_TASK REQUIREMENTS:_
Write out the part of the trail ride post below between "I don’t do trail" and "few new ones.", inclusive.

_PASSAGE GIVEN:_

Aussie Trail Outing With Camera

I don’t do trail documentation very often when I go riding, but I got some lovely photos one morning late last summer and thought some people not on the Horse Forum (where this was originally posted) might enjoy seeing this.

So sit back, and have a vicarious ride in Australia, complete with some natural history.

Sunsmart and me, from the ground one evening. All the rest of the photos are from horseback!

I wanted to take the camera (iPod) out on the horse this morning to photograph the valley floor with the Christmas trees in full bloom, and to take photographs of a follow-on trail not hitherto photographed for my journal.

As it’s quite a production to do a ride photoessay, I won’t be taking my camera more than once a week, and probably far less. Still, in 2019, I do want to document all the rest of the trails we regularly ride, and also explore a few new ones.

This is on the sand track behind the house. It’s late summer here, and you can directly compare this with photos taken midwinter in the same location, in this post:
https://www.horseforum.com/member-journals/trotters-arabians-donkeys-other-people-479466/page150/#post1970680523

Notice there are two dogs in this photograph. Our Jess is in the background, and Max is in the foreground. He is our neighbours’ stock dog, and occasionally turns up to play with Jess. This morning, I was woken by the two dogs thundering around the house and growling playfully, as Kelpies will. Their games include lots of speed racing and egging each other on.

The next couple of photos are looking left and right into the bushland. We burnt this section of valley floor nine months ago, for fuel reduction and to maintain a mosaic landscape for biodiversity conservation. It’s coming back nicely, and is very green considering it’s midsummer, which in our Mediterranean climate means drought.

You can still see the charring on the eucalyptus trunks, and tea-trees with dead tops re-sprouting from their bases. The bush grass always regenerates from its tough subsurface structures, and thrives with the extra nutrients provided by the ash. You can also see eucalytpus seedlings here, bright green and barely nine months old. Fire causes a lot of sclerophyll seed to germinate, as it signals the availability of nutrients, space and light post-burn.

_DATASET ENTRIES:_

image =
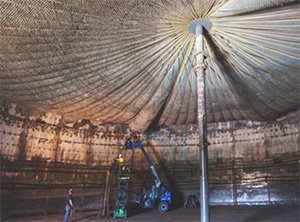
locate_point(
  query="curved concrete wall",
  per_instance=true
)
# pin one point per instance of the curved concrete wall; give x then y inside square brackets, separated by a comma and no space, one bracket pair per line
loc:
[42,156]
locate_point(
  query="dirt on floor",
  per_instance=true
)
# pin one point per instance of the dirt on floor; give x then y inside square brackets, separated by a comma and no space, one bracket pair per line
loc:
[285,213]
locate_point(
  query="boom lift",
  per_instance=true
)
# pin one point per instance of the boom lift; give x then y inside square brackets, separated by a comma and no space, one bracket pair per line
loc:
[158,193]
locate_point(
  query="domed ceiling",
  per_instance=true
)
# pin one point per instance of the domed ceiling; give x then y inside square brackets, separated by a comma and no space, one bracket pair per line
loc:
[131,61]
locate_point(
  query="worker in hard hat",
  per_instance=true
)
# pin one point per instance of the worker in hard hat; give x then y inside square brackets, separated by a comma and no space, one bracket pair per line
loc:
[120,159]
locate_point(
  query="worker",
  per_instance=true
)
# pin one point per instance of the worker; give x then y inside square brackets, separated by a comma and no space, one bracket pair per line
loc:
[120,165]
[120,159]
[69,205]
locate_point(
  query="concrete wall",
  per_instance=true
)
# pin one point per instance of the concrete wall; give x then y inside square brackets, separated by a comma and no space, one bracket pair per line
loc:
[42,156]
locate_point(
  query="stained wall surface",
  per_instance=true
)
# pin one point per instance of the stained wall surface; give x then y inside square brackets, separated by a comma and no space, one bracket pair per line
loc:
[42,156]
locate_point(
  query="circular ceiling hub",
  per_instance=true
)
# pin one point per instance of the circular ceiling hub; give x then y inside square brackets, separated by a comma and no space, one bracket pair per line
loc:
[203,22]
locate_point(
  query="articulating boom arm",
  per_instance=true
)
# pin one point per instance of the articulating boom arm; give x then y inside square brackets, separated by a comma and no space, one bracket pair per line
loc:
[130,145]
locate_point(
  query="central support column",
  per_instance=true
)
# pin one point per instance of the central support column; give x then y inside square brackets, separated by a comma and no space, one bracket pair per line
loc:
[198,27]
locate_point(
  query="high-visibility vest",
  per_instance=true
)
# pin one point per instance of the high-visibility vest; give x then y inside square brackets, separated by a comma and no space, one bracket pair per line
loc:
[121,160]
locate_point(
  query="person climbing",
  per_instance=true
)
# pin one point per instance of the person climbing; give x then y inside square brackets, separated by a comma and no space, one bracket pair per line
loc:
[69,205]
[119,162]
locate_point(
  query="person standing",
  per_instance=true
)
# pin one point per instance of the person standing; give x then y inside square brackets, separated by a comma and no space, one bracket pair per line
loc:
[69,205]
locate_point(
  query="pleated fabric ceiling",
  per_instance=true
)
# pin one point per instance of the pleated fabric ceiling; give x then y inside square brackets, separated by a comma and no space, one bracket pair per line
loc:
[131,61]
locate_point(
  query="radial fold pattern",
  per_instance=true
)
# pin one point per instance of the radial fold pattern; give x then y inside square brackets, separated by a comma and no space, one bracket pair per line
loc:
[131,61]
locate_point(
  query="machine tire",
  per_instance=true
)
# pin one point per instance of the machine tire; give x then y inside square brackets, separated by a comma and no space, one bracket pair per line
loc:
[163,207]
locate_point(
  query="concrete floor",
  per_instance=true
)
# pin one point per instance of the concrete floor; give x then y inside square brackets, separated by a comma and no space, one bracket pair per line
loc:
[217,214]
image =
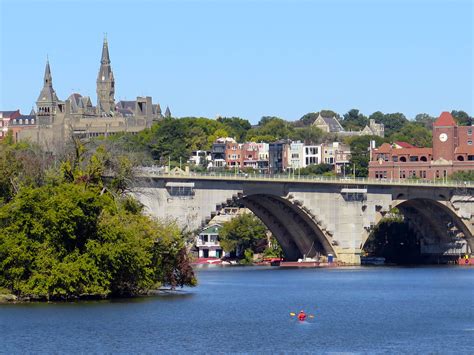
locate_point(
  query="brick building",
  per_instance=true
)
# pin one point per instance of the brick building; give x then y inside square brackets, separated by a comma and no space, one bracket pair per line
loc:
[452,151]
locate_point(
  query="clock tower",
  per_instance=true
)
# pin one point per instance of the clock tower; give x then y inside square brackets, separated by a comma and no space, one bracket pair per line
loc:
[105,84]
[445,137]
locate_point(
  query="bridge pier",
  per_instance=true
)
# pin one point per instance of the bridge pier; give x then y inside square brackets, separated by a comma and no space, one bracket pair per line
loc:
[334,216]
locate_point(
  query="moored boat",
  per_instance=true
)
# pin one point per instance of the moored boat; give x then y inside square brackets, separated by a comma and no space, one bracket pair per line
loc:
[466,260]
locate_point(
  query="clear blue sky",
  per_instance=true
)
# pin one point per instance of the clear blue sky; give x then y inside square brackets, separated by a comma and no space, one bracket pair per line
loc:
[246,58]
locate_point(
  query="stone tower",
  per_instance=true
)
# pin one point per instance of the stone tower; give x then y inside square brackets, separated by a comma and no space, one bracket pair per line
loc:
[47,102]
[105,84]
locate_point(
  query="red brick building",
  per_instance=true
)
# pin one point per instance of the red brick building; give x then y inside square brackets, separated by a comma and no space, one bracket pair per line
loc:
[241,155]
[452,151]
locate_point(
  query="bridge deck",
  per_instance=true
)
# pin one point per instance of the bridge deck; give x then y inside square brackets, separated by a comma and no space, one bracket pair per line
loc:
[149,173]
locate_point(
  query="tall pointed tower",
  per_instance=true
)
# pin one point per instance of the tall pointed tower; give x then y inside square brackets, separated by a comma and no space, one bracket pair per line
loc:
[105,84]
[47,100]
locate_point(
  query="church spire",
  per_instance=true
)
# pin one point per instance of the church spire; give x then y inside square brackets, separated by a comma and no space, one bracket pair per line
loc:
[105,84]
[105,52]
[48,80]
[47,94]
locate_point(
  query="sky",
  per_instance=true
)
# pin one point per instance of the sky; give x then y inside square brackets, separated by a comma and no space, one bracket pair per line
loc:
[246,58]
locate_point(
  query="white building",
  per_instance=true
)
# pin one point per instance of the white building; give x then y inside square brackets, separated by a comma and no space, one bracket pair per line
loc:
[337,154]
[200,157]
[296,155]
[312,155]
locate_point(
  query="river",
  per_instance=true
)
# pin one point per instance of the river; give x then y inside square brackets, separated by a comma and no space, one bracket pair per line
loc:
[247,310]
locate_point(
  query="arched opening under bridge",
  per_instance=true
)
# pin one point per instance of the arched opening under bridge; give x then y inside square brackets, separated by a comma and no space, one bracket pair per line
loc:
[419,231]
[295,230]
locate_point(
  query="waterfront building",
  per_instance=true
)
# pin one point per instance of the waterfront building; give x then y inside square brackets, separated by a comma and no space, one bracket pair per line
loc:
[263,152]
[452,151]
[312,155]
[278,157]
[218,152]
[200,157]
[57,121]
[207,242]
[342,157]
[296,155]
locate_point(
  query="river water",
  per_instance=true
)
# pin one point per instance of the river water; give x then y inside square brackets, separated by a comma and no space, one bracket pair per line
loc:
[247,310]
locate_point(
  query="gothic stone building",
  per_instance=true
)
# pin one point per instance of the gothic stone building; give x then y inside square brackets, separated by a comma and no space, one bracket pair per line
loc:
[57,120]
[452,151]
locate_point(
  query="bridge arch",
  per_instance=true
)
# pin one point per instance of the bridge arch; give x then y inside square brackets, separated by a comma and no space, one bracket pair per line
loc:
[435,223]
[296,231]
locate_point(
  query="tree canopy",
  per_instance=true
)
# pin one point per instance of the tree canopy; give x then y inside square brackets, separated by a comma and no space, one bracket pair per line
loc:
[242,232]
[72,234]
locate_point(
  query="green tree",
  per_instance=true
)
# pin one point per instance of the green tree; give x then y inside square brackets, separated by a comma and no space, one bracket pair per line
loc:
[73,234]
[236,126]
[306,120]
[393,122]
[360,153]
[271,127]
[425,120]
[353,120]
[462,118]
[308,135]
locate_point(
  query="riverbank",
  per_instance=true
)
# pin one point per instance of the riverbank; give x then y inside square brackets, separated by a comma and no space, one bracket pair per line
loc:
[8,298]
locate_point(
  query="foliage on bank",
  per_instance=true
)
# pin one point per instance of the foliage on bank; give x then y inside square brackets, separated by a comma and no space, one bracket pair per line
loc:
[73,235]
[393,239]
[245,235]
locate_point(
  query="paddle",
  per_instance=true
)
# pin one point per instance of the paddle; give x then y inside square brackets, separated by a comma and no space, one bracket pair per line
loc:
[292,314]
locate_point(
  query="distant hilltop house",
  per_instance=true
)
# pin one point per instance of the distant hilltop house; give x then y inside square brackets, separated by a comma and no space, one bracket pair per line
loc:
[452,151]
[55,121]
[332,125]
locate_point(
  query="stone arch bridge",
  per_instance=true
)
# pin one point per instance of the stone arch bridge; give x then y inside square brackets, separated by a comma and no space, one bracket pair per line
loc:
[309,216]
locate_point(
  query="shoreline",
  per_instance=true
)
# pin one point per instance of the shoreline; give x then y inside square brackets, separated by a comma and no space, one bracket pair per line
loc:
[8,298]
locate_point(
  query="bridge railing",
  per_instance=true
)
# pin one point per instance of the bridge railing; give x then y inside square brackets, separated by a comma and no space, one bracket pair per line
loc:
[148,172]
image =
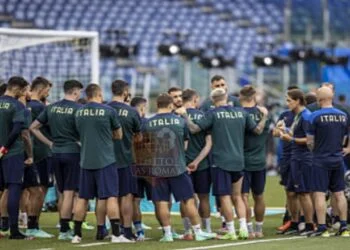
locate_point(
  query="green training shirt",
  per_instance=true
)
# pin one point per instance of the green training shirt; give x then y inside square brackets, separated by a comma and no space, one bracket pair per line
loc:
[96,123]
[60,117]
[255,145]
[131,124]
[227,126]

_TASK RESPONSE:_
I don’t do trail documentation very often when I go riding, but I got some lovely photos one morning late last summer and thought some people not on the Horse Forum (where this was originally posted) might enjoy seeing this.

So sit back, and have a vicarious ride in Australia, complete with some natural history.

Sunsmart and me, from the ground one evening. All the rest of the photos are from horseback!

I wanted to take the camera (iPod) out on the horse this morning to photograph the valley floor with the Christmas trees in full bloom, and to take photographs of a follow-on trail not hitherto photographed for my journal.

As it’s quite a production to do a ride photoessay, I won’t be taking my camera more than once a week, and probably far less. Still, in 2019, I do want to document all the rest of the trails we regularly ride, and also explore a few new ones.